*Document section*.

★ ★ ★ ★ ★

When you travel in Europe, it is easy to be overcome by cathedrals. 'A cathedral is a cathedral' I have often muttered as we are led up the nave, into the side chapels (oohing and aahing appropriately) then, around the altar, into the crypt or gallery - and finally (of course!) the gift shop.

Should we explore this one too, given its hype of being one of THE great cathedrals in the world? We paid the money. We took the tour.

Inside we joined the other visitors, silently, respectfully following the marked directions. Some visitors used an audio set; we preferred to simply gaze and make our own assessments.

Come with us and see what you think....

This is just a tiny glimpse. Every time we thought we had seen the epitome of decorative mastery in one chapel (what would a mount to a cathedral of its own in another city), we were directed to another, more recent and richer in its style and finish.

Depending on your world view, this cathedral is either a massive and sincere tribute to God, or a folly; ethereally beautiful, or wasteful. Each visitor will come to their own conclusion.

Whatever your opinion, it would probably be in stark contrast to that of this poor penitent in the square outside. 


When considering Burgos, most people think of Saint James, the patron saint of the pilgrim route. However, this city also has a strong connection with El Cid, a nobleman and military giant who protected the area almost a thousand years ago. His body lies in Burgos cathedral under a marble slab, although we passed his coffin, here on display in a corridor in another part of the cathedral.

As you leave the square, look carefully and you'll again see El Cid featured, posing proudly directly over the arch of the Arco de Santa Maria.

As in many European cities, the young (and the young-at-heart - aka those who find walking too much) have an option for getting around this part of Burgos. Its route is not extensive, but it is bright and fun.

A quiet stroll after a cathedral tour is ideal. Alongside Burgos's river the Arlanzon, edged with gardens and flanked by trees ready to burst into bud any moment, this walkway is the best digestif after such a rich serving of early Gothic architecture.

★ ★ ★ ★ ★

*Direction A*.
Reproduce everything in the Burgos travel piece from "Should we explore" down to "what you think....".
*Direction B*.
Report each line of the rows below that contains the word "wall".

Object location annotation data
★ ★ ★ ★ ★

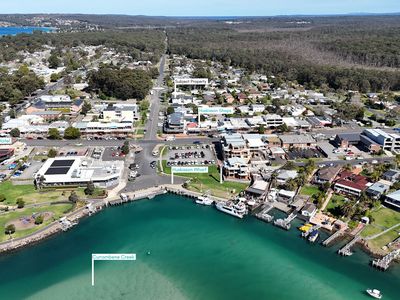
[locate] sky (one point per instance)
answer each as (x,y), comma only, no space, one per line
(200,7)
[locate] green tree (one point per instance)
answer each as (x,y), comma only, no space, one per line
(73,197)
(15,132)
(9,229)
(86,107)
(54,61)
(125,148)
(72,133)
(144,105)
(39,220)
(170,110)
(54,134)
(261,129)
(89,190)
(20,203)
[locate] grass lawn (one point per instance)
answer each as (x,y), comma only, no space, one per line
(210,182)
(309,190)
(334,204)
(384,239)
(385,217)
(58,210)
(31,196)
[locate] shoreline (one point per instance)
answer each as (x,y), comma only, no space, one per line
(55,228)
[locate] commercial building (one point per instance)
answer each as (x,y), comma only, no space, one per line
(298,141)
(120,113)
(236,168)
(6,154)
(235,146)
(393,199)
(175,123)
(388,141)
(350,183)
(78,171)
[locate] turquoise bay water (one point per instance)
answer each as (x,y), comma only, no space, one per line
(17,30)
(195,253)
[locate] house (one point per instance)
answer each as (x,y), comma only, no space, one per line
(327,174)
(175,123)
(234,145)
(309,210)
(393,199)
(297,141)
(344,140)
(6,154)
(258,188)
(391,175)
(377,190)
(120,113)
(388,141)
(350,183)
(49,115)
(236,167)
(284,175)
(286,196)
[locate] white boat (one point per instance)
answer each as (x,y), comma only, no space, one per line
(237,210)
(374,293)
(204,200)
(313,236)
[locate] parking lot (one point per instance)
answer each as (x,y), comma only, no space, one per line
(190,155)
(112,153)
(304,153)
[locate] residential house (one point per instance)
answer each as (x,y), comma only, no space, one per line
(309,210)
(350,183)
(298,141)
(236,167)
(393,199)
(327,174)
(391,175)
(377,190)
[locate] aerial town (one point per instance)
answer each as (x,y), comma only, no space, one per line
(92,126)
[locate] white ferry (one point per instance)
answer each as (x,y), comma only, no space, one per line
(374,293)
(204,200)
(238,210)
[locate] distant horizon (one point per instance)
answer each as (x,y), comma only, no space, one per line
(206,8)
(213,16)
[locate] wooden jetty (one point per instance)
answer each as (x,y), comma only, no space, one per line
(333,237)
(384,263)
(285,223)
(346,250)
(263,215)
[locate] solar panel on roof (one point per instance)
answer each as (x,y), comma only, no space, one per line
(57,171)
(62,163)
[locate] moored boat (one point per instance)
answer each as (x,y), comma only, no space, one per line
(204,200)
(374,293)
(238,209)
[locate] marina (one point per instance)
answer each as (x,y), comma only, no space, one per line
(197,233)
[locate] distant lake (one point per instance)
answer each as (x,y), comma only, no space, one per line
(17,30)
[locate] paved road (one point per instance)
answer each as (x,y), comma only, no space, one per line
(151,126)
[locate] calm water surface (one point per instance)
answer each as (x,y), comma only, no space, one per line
(195,253)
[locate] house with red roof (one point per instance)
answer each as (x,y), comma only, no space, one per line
(350,183)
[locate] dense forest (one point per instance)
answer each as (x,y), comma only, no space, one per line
(20,84)
(132,42)
(348,54)
(120,83)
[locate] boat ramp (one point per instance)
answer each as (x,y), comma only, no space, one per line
(384,263)
(333,237)
(346,250)
(263,214)
(285,223)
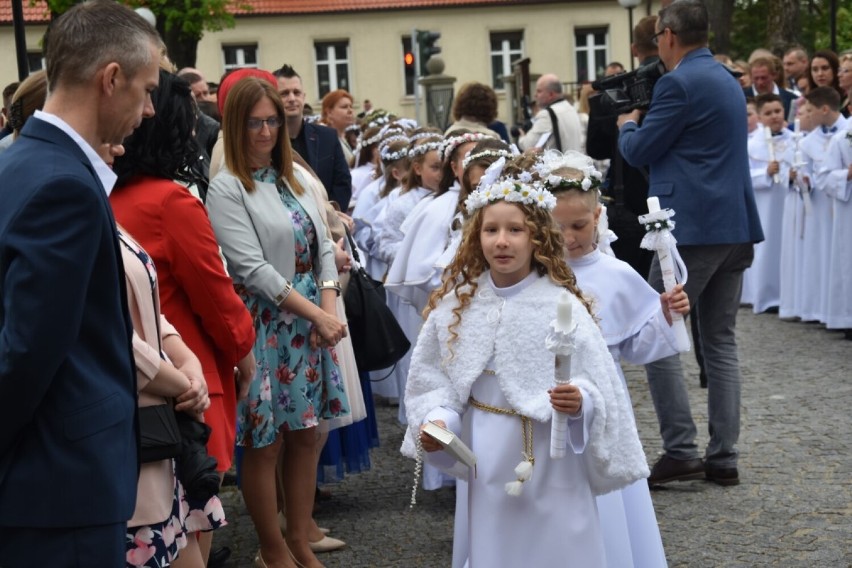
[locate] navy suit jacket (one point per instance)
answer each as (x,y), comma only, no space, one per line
(694,140)
(68,422)
(326,158)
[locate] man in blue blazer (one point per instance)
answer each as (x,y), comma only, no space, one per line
(68,442)
(693,139)
(317,144)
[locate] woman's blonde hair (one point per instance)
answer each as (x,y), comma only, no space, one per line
(242,98)
(462,275)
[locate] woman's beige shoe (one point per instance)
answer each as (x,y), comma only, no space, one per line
(327,544)
(258,561)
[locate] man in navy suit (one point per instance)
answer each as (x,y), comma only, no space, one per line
(317,144)
(69,441)
(693,139)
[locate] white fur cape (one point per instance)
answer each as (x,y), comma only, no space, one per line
(526,370)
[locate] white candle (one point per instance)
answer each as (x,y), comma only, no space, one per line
(653,204)
(767,133)
(563,312)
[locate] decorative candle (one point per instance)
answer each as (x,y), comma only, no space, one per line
(653,204)
(770,145)
(563,312)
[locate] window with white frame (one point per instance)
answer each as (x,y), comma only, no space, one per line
(240,56)
(332,66)
(35,60)
(506,47)
(592,52)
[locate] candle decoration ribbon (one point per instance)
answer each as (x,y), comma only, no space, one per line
(800,184)
(770,145)
(660,239)
(560,341)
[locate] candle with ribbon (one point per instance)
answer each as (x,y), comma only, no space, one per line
(658,237)
(799,162)
(770,146)
(560,341)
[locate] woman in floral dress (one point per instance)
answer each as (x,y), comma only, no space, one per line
(282,262)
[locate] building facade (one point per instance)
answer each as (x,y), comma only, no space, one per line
(361,45)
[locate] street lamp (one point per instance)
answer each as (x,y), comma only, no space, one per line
(630,4)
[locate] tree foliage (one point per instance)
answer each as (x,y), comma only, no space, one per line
(778,24)
(181,23)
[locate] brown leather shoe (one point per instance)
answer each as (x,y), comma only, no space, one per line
(725,476)
(669,469)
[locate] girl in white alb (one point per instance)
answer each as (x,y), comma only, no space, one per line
(636,328)
(482,369)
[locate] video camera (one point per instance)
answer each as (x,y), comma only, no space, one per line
(625,92)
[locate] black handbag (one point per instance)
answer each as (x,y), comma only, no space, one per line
(377,338)
(195,468)
(159,433)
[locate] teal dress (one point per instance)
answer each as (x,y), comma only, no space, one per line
(295,386)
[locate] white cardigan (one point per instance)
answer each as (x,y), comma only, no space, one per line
(516,336)
(256,234)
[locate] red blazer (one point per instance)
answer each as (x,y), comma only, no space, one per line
(196,294)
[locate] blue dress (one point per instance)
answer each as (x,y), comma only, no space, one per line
(295,386)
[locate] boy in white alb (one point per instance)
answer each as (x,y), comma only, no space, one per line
(835,176)
(797,212)
(817,235)
(770,159)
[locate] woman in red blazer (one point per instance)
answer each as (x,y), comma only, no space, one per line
(152,202)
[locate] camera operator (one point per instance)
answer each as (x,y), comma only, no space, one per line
(555,116)
(693,140)
(625,186)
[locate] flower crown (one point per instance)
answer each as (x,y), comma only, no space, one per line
(488,154)
(422,135)
(425,148)
(553,160)
(521,189)
(368,142)
(453,142)
(387,155)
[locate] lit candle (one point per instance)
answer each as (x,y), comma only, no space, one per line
(563,312)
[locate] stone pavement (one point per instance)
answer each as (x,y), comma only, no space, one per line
(793,507)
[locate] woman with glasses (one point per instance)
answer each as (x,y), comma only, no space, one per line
(282,263)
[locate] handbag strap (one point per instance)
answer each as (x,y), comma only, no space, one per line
(352,245)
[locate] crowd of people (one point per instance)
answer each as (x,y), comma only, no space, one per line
(173,267)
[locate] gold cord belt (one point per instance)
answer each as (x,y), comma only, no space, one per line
(526,423)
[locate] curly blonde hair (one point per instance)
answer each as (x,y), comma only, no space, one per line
(461,276)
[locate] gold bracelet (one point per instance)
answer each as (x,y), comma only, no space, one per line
(330,284)
(279,299)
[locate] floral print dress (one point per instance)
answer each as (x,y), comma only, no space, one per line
(295,386)
(158,544)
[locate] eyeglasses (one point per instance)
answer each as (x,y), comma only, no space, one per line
(656,37)
(257,123)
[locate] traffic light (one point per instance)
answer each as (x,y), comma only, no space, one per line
(426,48)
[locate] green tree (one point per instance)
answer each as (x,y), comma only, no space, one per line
(778,24)
(181,23)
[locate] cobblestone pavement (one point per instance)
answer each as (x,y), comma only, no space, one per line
(793,507)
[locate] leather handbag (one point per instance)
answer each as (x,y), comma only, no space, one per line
(377,338)
(159,433)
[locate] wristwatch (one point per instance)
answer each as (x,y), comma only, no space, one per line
(326,284)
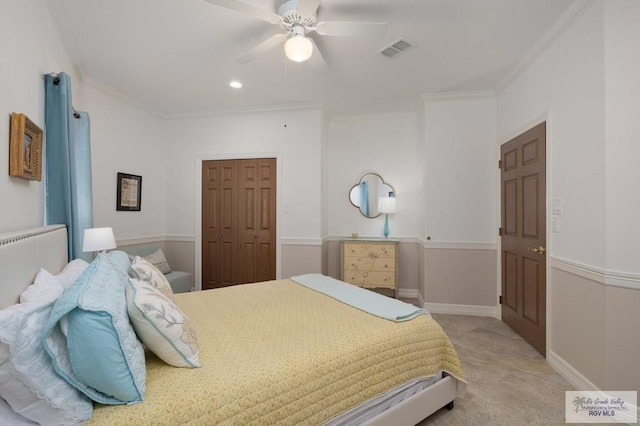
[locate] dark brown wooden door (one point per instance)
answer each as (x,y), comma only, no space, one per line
(257,220)
(238,221)
(523,195)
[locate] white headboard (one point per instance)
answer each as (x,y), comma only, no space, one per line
(24,252)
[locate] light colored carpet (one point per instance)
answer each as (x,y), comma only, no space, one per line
(509,382)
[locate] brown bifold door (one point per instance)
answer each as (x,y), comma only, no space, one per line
(523,226)
(238,221)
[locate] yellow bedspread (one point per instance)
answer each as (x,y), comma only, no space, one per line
(279,353)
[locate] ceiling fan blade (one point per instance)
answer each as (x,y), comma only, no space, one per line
(307,7)
(261,48)
(352,29)
(316,61)
(247,9)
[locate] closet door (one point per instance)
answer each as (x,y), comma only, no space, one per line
(219,223)
(238,221)
(257,182)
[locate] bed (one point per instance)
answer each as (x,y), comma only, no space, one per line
(278,352)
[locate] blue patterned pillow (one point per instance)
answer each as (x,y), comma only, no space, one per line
(102,357)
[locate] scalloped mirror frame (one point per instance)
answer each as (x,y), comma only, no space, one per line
(373,184)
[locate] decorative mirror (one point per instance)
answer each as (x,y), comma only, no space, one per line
(365,194)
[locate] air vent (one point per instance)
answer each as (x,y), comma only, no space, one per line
(396,48)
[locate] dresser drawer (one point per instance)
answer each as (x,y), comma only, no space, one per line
(369,264)
(369,250)
(372,279)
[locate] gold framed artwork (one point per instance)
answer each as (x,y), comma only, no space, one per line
(25,148)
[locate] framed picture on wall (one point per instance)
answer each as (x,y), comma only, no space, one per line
(25,148)
(129,192)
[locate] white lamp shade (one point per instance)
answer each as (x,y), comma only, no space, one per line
(298,48)
(387,204)
(98,239)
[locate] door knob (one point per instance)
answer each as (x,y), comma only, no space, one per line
(538,250)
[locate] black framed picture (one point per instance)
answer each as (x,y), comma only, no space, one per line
(129,193)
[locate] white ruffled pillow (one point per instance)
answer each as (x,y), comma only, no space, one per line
(28,382)
(161,325)
(144,270)
(72,272)
(45,287)
(50,287)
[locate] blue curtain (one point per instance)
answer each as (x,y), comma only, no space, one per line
(364,198)
(68,196)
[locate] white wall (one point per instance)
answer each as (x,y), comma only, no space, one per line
(586,82)
(622,97)
(30,47)
(389,146)
(460,169)
(128,140)
(566,82)
(264,134)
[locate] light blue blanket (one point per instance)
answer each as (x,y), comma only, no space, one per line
(365,300)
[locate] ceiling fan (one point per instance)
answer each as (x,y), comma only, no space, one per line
(296,19)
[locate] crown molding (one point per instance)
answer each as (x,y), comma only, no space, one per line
(573,12)
(448,96)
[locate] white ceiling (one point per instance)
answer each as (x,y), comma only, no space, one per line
(176,57)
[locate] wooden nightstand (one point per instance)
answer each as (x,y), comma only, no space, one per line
(370,263)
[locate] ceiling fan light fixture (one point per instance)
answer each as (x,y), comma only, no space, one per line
(298,48)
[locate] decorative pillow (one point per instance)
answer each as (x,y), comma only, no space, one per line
(28,381)
(144,270)
(71,272)
(161,325)
(158,259)
(45,287)
(100,355)
(47,284)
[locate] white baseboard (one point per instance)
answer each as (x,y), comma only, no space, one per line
(572,375)
(448,308)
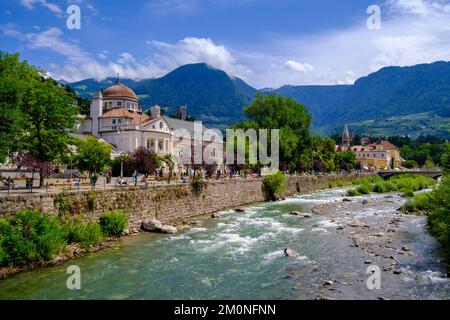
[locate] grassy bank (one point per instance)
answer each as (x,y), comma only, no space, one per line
(407,184)
(31,239)
(436,205)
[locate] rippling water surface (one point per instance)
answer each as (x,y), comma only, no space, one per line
(240,256)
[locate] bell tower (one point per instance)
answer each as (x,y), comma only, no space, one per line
(346,140)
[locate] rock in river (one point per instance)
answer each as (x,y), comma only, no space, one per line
(154,225)
(290,252)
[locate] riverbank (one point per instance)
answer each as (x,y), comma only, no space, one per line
(91,205)
(170,204)
(241,256)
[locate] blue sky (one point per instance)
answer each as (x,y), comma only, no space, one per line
(268,43)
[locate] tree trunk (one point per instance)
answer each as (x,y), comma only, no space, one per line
(41,177)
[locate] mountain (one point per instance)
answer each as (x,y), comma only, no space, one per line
(422,90)
(394,100)
(210,94)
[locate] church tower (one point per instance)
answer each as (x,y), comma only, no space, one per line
(346,140)
(96,112)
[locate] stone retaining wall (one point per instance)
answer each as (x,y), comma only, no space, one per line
(169,204)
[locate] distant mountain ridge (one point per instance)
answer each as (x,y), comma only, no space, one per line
(217,99)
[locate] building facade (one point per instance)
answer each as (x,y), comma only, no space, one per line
(117,118)
(372,156)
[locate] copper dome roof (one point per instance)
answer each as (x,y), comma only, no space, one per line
(119,91)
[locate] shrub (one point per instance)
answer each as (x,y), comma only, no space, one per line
(198,185)
(437,205)
(91,234)
(30,237)
(353,193)
(379,187)
(113,223)
(364,189)
(73,230)
(368,180)
(274,184)
(408,194)
(409,206)
(410,164)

★ ★ ★ ★ ★

*Full output A*.
Should we explore this one too, given its hype of being one of THE great cathedrals in the world? We paid the money. We took the tour.

Inside we joined the other visitors, silently, respectfully following the marked directions. Some visitors used an audio set; we preferred to simply gaze and make our own assessments.

Come with us and see what you think....

*Full output B*.
[locate] framed picture on wall (one point per instance)
[locate] white wall (one point per instance)
[locate] stone retaining wall (one point per instance)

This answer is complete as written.